Saved data entries:
.....

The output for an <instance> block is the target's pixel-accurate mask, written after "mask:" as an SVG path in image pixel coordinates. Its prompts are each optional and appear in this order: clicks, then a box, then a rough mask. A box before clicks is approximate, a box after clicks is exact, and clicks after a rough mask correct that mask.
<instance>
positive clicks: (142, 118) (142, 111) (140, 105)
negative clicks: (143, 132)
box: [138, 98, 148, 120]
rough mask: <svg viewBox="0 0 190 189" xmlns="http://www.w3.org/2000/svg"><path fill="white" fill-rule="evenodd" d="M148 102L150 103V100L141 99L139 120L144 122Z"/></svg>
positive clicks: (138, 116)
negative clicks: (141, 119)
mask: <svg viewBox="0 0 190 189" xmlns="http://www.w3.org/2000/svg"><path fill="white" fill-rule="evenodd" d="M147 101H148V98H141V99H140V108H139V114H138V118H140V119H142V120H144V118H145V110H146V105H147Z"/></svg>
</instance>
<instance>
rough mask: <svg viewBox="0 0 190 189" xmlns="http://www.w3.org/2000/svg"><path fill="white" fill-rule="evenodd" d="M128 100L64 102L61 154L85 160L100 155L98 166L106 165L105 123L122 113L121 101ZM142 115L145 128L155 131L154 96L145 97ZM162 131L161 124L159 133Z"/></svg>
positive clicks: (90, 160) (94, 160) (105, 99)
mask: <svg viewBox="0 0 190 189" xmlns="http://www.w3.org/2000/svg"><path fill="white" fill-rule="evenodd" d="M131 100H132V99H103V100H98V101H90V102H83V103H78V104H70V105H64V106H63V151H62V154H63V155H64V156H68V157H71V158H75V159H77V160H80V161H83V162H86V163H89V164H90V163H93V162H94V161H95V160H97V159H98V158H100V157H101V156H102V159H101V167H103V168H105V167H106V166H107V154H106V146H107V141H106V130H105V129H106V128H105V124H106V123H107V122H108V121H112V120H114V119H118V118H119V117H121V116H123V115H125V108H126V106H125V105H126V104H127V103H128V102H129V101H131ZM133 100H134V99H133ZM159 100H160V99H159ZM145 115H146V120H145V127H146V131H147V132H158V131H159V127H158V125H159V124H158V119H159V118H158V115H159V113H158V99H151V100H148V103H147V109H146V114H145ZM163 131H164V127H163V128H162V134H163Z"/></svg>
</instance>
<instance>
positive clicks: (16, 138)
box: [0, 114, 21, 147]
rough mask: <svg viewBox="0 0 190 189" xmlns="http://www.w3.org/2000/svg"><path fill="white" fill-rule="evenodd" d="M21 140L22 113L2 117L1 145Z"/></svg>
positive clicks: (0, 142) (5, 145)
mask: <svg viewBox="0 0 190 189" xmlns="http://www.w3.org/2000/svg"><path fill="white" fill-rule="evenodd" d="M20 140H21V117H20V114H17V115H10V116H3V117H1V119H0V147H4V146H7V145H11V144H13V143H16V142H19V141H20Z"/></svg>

.....

PROBLEM DETAILS:
Using the records above, restate word for word the lines from the one with "positive clicks: (142, 118)" through the one with "positive clicks: (138, 116)", both included.

RESPONSE BOX:
positive clicks: (142, 118) (142, 111) (140, 105)
negative clicks: (143, 132)
box: [138, 98, 148, 120]
rough mask: <svg viewBox="0 0 190 189" xmlns="http://www.w3.org/2000/svg"><path fill="white" fill-rule="evenodd" d="M148 102L150 103V100L141 99L139 120L144 122Z"/></svg>
positive clicks: (138, 116)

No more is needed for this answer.